## PROBLEM TO SOLVE
Return the listing in full. Keep each line exactly as it is.
****
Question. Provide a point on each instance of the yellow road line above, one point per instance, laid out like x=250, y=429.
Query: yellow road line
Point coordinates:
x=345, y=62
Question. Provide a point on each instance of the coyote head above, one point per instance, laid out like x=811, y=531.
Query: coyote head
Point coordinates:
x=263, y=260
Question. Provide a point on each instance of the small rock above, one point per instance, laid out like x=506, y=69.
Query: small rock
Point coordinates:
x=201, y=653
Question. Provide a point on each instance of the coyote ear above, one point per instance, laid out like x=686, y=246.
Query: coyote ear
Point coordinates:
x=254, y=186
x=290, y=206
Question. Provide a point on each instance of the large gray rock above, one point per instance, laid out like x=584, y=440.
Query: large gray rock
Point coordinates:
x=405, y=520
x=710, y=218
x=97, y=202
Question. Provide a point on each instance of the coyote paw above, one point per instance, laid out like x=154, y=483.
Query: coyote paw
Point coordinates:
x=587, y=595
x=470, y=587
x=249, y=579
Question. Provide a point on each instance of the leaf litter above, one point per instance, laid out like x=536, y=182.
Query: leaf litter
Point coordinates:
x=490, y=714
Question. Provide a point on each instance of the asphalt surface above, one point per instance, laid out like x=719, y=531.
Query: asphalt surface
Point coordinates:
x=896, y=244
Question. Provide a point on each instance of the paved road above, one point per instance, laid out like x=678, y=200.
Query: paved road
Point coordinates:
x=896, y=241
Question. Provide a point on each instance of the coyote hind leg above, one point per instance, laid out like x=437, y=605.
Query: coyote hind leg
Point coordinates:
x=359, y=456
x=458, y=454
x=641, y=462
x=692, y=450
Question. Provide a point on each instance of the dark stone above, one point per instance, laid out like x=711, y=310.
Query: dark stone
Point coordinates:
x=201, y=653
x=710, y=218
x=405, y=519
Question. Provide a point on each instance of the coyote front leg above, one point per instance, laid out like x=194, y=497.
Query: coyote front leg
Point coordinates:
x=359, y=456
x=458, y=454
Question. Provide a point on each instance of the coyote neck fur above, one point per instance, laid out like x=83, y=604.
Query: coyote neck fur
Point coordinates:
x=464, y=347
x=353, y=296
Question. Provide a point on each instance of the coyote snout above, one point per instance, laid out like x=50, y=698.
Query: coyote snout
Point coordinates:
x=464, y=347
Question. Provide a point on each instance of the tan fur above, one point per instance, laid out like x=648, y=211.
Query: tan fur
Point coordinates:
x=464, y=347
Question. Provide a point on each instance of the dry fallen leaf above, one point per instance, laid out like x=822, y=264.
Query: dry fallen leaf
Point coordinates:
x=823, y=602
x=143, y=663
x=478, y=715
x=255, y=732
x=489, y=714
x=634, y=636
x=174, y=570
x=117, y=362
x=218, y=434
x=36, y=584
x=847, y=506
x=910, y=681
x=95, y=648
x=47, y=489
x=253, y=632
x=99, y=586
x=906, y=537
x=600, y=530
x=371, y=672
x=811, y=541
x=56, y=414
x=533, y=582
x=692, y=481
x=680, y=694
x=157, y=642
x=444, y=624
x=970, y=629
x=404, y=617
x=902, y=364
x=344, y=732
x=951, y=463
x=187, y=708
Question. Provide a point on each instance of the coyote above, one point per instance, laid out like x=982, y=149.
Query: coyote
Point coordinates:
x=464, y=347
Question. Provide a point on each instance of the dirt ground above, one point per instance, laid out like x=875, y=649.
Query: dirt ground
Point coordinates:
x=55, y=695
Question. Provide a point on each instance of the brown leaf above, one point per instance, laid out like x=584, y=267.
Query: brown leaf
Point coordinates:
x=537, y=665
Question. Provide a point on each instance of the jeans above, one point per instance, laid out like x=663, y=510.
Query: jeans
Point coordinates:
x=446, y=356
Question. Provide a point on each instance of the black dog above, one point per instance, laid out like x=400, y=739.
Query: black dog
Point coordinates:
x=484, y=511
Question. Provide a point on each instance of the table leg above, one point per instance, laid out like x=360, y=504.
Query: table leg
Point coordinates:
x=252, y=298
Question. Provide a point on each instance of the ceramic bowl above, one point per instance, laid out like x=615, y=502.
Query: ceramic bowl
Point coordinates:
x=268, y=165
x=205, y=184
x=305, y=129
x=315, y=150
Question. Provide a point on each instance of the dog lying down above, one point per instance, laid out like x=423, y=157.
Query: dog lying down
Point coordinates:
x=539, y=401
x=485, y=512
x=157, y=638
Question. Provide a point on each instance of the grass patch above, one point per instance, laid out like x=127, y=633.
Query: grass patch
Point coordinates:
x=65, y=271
****
## TASK SOLUTION
Question. Provide a point on each instance of the yellow road line above, one point per instance, laid out like x=250, y=429.
Query: yellow road line
Point coordinates:
x=345, y=62
Question. Provide a point on each instance of the coyote head above, one point per instance, laid out like x=811, y=531.
Query: coyote head
Point coordinates:
x=263, y=260
Question. Provide a point on each instance of the small rock above, one point per instance, laid out like x=506, y=69.
Query: small rock
Point coordinates:
x=201, y=653
Question. Provide a point on each instance of the coyote ear above, one point per instance, laid out like x=686, y=246.
Query: coyote ear
Point coordinates:
x=254, y=186
x=290, y=206
Question. Provide a point on each instance of the large gray rock above, one point per instance, laid out like x=584, y=440.
Query: large gray rock
Point coordinates:
x=405, y=520
x=710, y=218
x=97, y=202
Question. Provide a point on each instance of the coyote paw above, one point per instance, laid out like x=154, y=483.
Query: coyote paw
Point coordinates:
x=587, y=595
x=470, y=587
x=249, y=579
Question. Provide a point on each instance of the leaf litter above, one point per instance, laid out like x=536, y=182.
Query: leaf litter
Point coordinates:
x=490, y=714
Question. Provide a point on each instance of the asphalt surface above, one point per instance, laid out like x=719, y=531.
Query: asphalt surface
Point coordinates:
x=896, y=244
Question. Provide a point on each instance of the paved road above, one point per instance, laid out like x=678, y=200.
Query: paved road
Point coordinates:
x=896, y=241
Question. Provide a point on each instance of the coyote hind leg above, one point per instance, laid out like x=437, y=605.
Query: coyote hind leg
Point coordinates:
x=359, y=456
x=458, y=454
x=641, y=462
x=692, y=450
Question. Provide a point on each instance of the dark stone above, one point per instance, laid out like x=711, y=310.
Query: dark stone
Point coordinates:
x=201, y=653
x=710, y=218
x=405, y=519
Question. Provide a point on each instance of the coyote front leg above, one point per instance, laid out like x=194, y=497.
Query: coyote front leg
Point coordinates:
x=359, y=456
x=458, y=454
Question. Provide a point on each instance of the coyote neck fur above, one point per instance, laid out like x=83, y=604.
Query: coyote neck fur
Point coordinates:
x=464, y=347
x=353, y=296
Question. Provide a point on each instance of the coyote snout above, one point per instance, laid out like x=50, y=698.
Query: coyote snout
Point coordinates:
x=464, y=347
Question. Provide a point on each instance of the tan fur above, one point per instance, laid out like x=648, y=211.
Query: tan fur
Point coordinates:
x=464, y=347
Question. Provide a point on each instance of the dry fallen leaf above, one point per instance, laid out like x=822, y=264.
Query: dry fallen leaf
Point coordinates:
x=823, y=602
x=143, y=663
x=478, y=715
x=255, y=732
x=489, y=714
x=634, y=636
x=174, y=570
x=117, y=362
x=218, y=434
x=36, y=584
x=847, y=506
x=910, y=681
x=95, y=648
x=47, y=489
x=253, y=632
x=99, y=586
x=906, y=537
x=600, y=530
x=371, y=672
x=811, y=541
x=56, y=414
x=533, y=582
x=692, y=481
x=680, y=694
x=157, y=642
x=444, y=624
x=970, y=629
x=404, y=617
x=902, y=364
x=344, y=732
x=951, y=463
x=187, y=708
Question. Provide a point on each instance of the coyote above, one point per instance, laid out like x=982, y=149.
Query: coyote
Point coordinates:
x=464, y=347
Question. Provide a point on each instance of the dirt ground above, one point per instance, laid out like x=875, y=649.
Query: dirt ground
Point coordinates:
x=55, y=695
Question. Provide a point on each instance of the brown leaf above, one point per instance, laid out like x=584, y=267.
Query: brown leaf
Point coordinates:
x=537, y=665
Question. Provide a point on each instance of the jeans above, one point per instance, laid out like x=663, y=510.
Query: jeans
Point coordinates:
x=446, y=356
Question. Provide a point on each instance of the black dog above, one point per instance, laid out like x=400, y=739.
Query: black dog
Point coordinates:
x=484, y=511
Question. Provide a point on each instance of the table leg above, one point per instance, laid out like x=360, y=504.
Query: table leg
Point coordinates:
x=252, y=298
Question. Provide a point on each instance of the ceramic bowl above, one point per instance, laid out like x=615, y=502.
Query: ceramic bowl
Point coordinates:
x=268, y=165
x=205, y=184
x=305, y=129
x=315, y=150
Question. Provide a point on each instance of the dog lying down above, one point per instance, laid out like x=423, y=157.
Query: dog lying down
Point coordinates:
x=539, y=401
x=485, y=512
x=157, y=638
Question. Provide a point on each instance of the grass patch above, one point per instance, laid out like x=127, y=633.
Query: grass patch
Point coordinates:
x=65, y=271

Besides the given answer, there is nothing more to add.